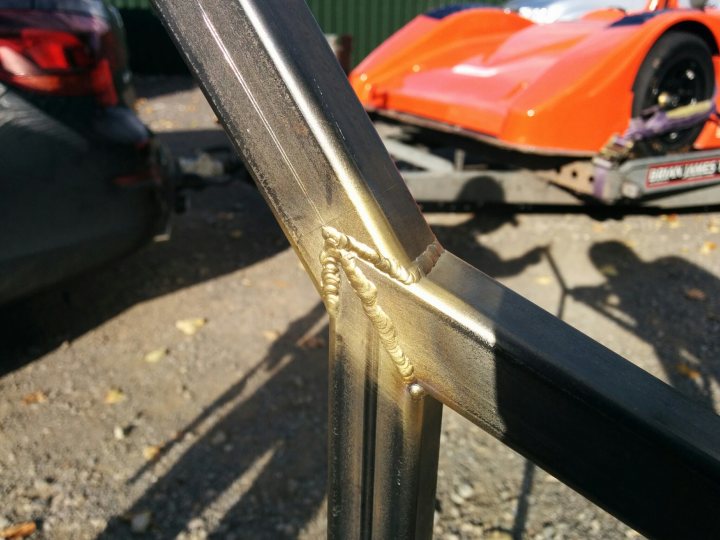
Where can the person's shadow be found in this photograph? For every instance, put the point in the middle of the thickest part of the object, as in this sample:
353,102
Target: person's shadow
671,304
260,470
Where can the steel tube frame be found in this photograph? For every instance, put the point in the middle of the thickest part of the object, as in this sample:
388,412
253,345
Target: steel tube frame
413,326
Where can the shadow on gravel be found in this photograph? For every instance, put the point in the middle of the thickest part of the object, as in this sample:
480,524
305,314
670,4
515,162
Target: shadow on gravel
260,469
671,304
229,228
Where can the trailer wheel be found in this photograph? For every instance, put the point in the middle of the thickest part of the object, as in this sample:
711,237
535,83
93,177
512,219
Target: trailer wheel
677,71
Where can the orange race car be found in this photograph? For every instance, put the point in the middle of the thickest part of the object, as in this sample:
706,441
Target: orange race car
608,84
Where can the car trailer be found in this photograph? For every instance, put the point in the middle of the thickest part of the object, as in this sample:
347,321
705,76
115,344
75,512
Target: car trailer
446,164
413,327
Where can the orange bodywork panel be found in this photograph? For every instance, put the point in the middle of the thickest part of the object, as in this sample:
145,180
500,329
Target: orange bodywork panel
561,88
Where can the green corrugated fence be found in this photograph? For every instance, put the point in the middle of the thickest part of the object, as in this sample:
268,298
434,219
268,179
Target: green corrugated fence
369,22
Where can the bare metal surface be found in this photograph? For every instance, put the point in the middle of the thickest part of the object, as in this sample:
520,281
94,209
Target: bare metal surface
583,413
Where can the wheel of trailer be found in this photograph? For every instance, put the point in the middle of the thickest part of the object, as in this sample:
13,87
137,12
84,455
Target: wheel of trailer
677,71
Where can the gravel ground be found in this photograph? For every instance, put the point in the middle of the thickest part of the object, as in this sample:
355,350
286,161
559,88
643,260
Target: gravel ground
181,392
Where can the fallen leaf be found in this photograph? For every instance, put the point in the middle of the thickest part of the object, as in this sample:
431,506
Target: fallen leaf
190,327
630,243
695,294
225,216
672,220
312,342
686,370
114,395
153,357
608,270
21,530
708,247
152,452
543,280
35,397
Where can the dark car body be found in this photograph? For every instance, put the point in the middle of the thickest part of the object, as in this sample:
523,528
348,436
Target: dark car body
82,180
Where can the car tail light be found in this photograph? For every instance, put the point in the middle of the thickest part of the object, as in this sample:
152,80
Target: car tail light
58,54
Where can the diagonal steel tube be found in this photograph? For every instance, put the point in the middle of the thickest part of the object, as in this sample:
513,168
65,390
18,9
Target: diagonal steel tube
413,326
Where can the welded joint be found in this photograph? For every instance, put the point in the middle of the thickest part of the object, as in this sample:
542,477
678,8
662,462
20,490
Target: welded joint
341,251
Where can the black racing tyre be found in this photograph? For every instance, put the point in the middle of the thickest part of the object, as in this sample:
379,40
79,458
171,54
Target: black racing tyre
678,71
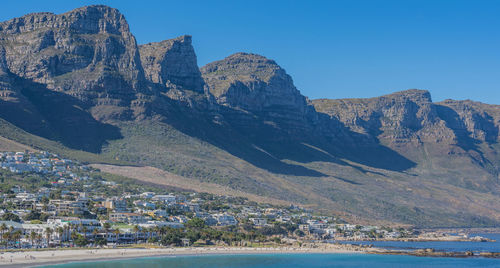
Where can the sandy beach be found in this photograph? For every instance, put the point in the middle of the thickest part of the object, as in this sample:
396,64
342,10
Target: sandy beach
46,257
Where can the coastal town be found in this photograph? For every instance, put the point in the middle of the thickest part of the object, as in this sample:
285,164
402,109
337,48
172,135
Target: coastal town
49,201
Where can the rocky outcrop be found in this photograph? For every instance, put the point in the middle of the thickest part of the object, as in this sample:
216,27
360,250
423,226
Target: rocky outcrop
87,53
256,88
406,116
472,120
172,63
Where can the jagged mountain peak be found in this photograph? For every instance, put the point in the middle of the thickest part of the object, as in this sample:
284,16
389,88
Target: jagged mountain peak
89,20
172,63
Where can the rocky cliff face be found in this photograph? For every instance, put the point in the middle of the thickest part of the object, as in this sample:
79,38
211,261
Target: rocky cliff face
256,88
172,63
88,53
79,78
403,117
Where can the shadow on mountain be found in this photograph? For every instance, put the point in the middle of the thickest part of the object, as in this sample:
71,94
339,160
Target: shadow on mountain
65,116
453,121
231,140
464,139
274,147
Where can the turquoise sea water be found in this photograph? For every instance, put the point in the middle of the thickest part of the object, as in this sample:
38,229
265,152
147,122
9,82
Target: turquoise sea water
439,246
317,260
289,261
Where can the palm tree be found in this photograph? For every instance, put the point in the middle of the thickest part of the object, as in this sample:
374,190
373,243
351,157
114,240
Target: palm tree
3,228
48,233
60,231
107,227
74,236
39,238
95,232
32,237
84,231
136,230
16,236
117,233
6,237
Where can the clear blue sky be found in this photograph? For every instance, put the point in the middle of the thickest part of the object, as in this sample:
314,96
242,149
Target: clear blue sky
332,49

= What you should do =
The entries are to be restated word for word, with pictures omitted.

= Solution to this exercise =
Where can the person's shadow be found in this photograph? For every instance, put the point in the middle of the thickest part of the object, as in this sample:
353,102
Target: person's shadow
671,304
260,470
Where can the steel tube frame be found in this photograph? For every instance, put the point in the middle of the thickest part of the object, as in this sample:
388,412
253,345
Target: steel tube frame
413,326
Where can the shadow on gravel be found in this photograph? For every instance, put the point in the middle of the thickest part of the object, as in this sample:
480,524
305,314
670,4
515,162
Target: shadow on gravel
260,469
671,304
229,228
Where can the trailer wheel be found in this photograph? For every instance, put the point in the middle of the thickest part of the object, as in this sample:
711,237
535,83
93,177
512,219
Target: trailer wheel
677,71
Where can the orange race car be found in this photograph? For every instance, put the point in the middle of the thickest part of the object, as in this sample:
706,441
Target: orange race car
608,84
Where can the car trailer be found in this photograph? For every instance, put the point in the middle of the thickest part of the object, as in this sample:
347,321
705,76
115,344
75,512
Target: car trailer
446,164
413,327
Where can the orange bodywork panel be found in this photograph? For every instance, put the point in the middle of the thickest part of the object, as in this sample:
145,180
500,329
Target: orange bodywork panel
561,88
Where can the green corrugated fence be found in this photograph? For every instance, put the point in the middle of the thickest part of the object, as in this sample:
268,298
434,219
268,179
Target: green corrugated fence
369,22
Where can the bare metal surface be found in this photograph? For every instance, put the point in the middle of the thickest part of the object, as in this sample:
520,281
94,209
Target: bare metal surface
583,413
Where can the wheel of trailer be found in this photograph? For every instance, put the point in the middle of the thickest part of the object, as in this sample:
13,87
137,12
84,455
Target: wheel of trailer
677,71
Where can the gravel ground be found in this photograph? For every instance, put the point in the middle of the thickest part of the object, as in this sample:
355,350
286,161
559,88
643,260
Target: gravel ground
181,392
Where can the fallen leaf be found in this photograph? For every instance, put the point in the middle of the thickest part of the object, as in this sample:
431,506
Target: fallen leaf
190,327
630,243
695,294
225,216
672,220
312,342
686,370
114,395
153,357
608,270
21,530
708,247
152,452
543,280
35,397
Where can the dark car body be found in this photograph? For every instance, put the point in the middle of the thickest part of the object, as in this sample:
523,528
348,436
Target: dark car body
82,180
Where can the car tail light be found in this photograph? For every instance, put the point in the middle of the thickest part of the object, as in this sample:
152,80
Target: car tail light
58,54
Where can the diagonal steel tube be found in this photograph? For every instance, put the point in the middle of the thickest part of the object, as in this sample:
513,168
65,390
18,9
Target: diagonal steel tube
413,326
Where can the welded joint be found in this photograph? For every instance, put the point in the middle of the thickest part of the object, as in this sample:
542,477
678,8
662,462
20,490
Target: welded joint
341,251
Where can the black racing tyre be found in this photograph? For every instance, put the point in the middle of the thickest part of the object, as in this sample:
379,40
79,458
171,54
Target: black racing tyre
678,71
Where can the sandy beach be found in this photograph? For every instance, put the point in the middle of the thickest part of the object, as in this sample:
396,64
342,10
Target: sandy beach
46,257
Where can the coastal town be found in this photograph? For every instance, put the point in the middle of the thickest part of the object, as in this sample:
285,164
402,109
337,48
172,135
Target: coastal town
49,201
Where can the rocky outcrop be found in this photograph? For every instance, put the point in the middle of the thickest part of the object, as in this sample:
216,27
360,250
423,226
Target: rocky outcrop
87,53
256,88
406,116
472,120
172,63
Where can the jagged mountain peak be found in this photograph? For every instance, put the point in the middle of the thickest part of the object, as in this sample:
284,16
389,88
Target: jagged mountain peak
89,20
172,63
Where can the rocky cliff face be found in this photograph? For every instance, put the point in the middle of the thickest part of the object, as in this sample:
79,38
211,261
Target: rocky cliff face
256,88
172,63
88,53
79,78
403,117
Where can the shadow on mountain be found in this photograph? For every instance, put the point in the middle of the thickest part of the object, as in this sample:
71,94
339,160
Target: shadow on mountain
65,116
453,121
231,140
464,139
274,147
Where can the turquoise sea water be found in this photograph? For every instance, put the point in the middle of the thickest part of the object, as in this sample:
38,229
265,152
147,122
9,82
Target: turquoise sea water
439,246
317,260
289,261
Where can the palm tree be found in this photograph? For every instance, put the point in the middle of the thickest part of the object, as in this sample:
374,190
373,243
351,157
114,240
Target: palm tree
3,228
48,233
60,231
107,227
74,236
39,238
95,232
32,237
84,231
136,230
16,236
117,233
6,237
Where can the clear blue sky be found in this photograph? For every instance, put the point in the middle of the thickest part of the object, as in this sample:
314,96
242,149
Target: clear blue sky
332,49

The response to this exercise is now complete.